[Supplied records]

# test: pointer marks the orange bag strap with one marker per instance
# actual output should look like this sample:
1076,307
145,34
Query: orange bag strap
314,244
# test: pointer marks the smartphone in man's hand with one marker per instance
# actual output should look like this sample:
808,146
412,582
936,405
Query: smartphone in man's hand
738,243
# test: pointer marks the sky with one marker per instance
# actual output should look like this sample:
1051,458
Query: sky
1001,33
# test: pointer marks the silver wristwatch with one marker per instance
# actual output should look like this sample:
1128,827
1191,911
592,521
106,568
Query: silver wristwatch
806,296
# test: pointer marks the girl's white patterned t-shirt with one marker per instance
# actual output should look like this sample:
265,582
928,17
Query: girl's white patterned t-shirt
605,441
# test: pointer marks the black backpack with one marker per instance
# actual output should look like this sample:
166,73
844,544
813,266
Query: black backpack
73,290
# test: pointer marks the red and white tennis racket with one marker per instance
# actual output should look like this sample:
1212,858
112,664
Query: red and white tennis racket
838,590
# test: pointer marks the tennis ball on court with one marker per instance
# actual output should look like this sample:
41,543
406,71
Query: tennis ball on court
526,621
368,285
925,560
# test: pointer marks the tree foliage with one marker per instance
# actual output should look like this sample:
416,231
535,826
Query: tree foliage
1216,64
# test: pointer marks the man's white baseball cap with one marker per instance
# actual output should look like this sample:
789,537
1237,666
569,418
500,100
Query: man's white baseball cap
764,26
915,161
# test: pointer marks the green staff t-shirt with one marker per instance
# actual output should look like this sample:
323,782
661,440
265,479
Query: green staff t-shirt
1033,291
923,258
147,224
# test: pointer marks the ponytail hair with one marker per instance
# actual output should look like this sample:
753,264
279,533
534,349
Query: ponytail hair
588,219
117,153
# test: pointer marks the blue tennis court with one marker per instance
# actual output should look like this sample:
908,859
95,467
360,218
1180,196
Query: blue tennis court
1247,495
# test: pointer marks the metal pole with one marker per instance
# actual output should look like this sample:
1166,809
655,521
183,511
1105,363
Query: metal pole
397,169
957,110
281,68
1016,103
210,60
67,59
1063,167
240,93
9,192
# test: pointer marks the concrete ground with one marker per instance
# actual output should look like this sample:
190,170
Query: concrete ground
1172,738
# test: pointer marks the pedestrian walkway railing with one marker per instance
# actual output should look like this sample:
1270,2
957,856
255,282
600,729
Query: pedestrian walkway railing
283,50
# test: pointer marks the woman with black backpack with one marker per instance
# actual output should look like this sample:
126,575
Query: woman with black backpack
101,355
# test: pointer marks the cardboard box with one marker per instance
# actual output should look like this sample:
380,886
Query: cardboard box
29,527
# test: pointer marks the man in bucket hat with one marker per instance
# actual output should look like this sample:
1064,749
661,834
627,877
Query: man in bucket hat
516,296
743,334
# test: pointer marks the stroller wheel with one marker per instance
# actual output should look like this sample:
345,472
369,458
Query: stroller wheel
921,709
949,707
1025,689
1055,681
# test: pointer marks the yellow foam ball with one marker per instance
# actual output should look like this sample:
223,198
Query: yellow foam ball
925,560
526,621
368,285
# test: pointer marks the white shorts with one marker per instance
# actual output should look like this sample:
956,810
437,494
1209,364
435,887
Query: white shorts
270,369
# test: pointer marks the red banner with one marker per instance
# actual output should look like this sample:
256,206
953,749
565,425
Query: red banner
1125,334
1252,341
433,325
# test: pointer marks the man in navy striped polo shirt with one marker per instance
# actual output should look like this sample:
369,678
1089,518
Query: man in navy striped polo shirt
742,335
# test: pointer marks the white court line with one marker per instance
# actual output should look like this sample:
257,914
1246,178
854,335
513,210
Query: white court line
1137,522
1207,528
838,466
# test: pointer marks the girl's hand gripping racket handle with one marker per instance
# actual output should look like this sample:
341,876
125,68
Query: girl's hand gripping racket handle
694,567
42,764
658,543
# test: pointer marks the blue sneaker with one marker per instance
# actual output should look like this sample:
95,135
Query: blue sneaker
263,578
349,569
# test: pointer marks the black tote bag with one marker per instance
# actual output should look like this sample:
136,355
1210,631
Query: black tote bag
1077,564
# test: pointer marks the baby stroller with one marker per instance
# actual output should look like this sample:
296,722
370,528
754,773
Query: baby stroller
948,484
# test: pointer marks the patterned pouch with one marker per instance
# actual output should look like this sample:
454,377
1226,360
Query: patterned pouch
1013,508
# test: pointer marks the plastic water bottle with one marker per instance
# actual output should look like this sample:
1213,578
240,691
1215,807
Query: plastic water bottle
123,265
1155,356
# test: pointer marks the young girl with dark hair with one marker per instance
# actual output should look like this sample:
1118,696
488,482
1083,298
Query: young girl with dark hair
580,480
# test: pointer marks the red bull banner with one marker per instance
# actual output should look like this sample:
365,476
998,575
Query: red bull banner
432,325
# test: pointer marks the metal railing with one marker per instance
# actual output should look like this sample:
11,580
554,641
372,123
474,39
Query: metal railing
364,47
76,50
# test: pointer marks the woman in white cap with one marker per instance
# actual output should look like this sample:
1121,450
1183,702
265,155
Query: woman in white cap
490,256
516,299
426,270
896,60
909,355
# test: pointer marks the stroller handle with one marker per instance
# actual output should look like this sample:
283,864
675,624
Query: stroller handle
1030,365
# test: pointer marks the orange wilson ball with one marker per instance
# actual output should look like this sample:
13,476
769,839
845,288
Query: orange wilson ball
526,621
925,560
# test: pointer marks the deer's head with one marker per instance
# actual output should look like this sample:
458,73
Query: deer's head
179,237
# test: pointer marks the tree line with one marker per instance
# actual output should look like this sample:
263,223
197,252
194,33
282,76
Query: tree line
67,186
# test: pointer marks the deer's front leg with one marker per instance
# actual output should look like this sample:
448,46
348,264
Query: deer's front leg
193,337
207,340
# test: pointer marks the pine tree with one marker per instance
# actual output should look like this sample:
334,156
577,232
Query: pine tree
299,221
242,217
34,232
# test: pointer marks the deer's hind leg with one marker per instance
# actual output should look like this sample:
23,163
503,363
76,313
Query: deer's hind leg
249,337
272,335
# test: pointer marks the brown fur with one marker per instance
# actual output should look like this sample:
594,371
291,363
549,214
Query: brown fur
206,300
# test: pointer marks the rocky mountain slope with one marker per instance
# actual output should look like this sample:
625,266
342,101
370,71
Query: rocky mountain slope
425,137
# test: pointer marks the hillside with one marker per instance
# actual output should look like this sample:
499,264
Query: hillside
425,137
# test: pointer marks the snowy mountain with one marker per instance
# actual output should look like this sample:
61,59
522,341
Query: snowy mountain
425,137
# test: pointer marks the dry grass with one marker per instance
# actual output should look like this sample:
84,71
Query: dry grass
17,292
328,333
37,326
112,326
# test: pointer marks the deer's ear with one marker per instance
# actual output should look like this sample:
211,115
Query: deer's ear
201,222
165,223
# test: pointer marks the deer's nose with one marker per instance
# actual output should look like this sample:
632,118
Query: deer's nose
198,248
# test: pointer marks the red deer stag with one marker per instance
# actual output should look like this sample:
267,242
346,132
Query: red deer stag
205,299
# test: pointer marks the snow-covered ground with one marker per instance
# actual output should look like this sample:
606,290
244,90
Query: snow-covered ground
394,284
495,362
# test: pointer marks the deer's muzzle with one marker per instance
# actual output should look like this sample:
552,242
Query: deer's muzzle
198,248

[/Supplied records]

Your assignment: Above are the records; copy exactly the lines from the line with "# test: pointer marks the stroller handle" through the line with "# test: pointer marks the dry", both included.

Completed exercise:
# test: pointer marks the stroller handle with one marker per instance
# actual output should look like this sample:
283,864
675,624
Query: stroller handle
1030,365
# test: pointer marks the orange wilson ball with one marker per instance
# actual output should look like this sample:
13,476
769,839
845,288
Query: orange wilson ball
526,621
925,560
# test: pointer marks the deer's head with one marker per instance
# actual output should look like this sample:
458,73
Query: deer's head
179,237
# test: pointer marks the tree line with one marker per instance
# actual output should look like this sample:
263,223
197,252
194,33
282,76
Query: tree line
67,186
# test: pointer marks the deer's front leg with one marker per instance
# actual output should look like this sample:
448,46
348,264
Query: deer's front leg
193,337
207,340
# test: pointer marks the pine tree with one marker per instance
# actual output should look like this sample:
334,156
577,232
Query: pine tree
299,221
242,217
34,232
# test: pointer marks the deer's hind leg with one marker per instance
# actual output should look like this sample:
23,163
503,363
76,313
Query: deer's hind leg
249,337
272,335
# test: pointer marks the brown fur with one marker per instance
# actual output should look like this sample:
594,371
291,363
549,214
Query: brown fur
206,300
# test: pointer marks the rocky mountain slope with one marker per instance
# actual output should look like this sample:
625,266
342,101
370,71
Query: rocky mountain slope
425,137
# test: pointer marks the hillside with one marker per instance
# actual output should look like this sample:
499,264
Query: hillside
425,137
# test: pointer marks the snowy mountain with one marker per instance
# actual output should look like this sample:
61,59
522,341
Query: snowy mountain
425,137
# test: pointer marks the dry grass with one marker per instance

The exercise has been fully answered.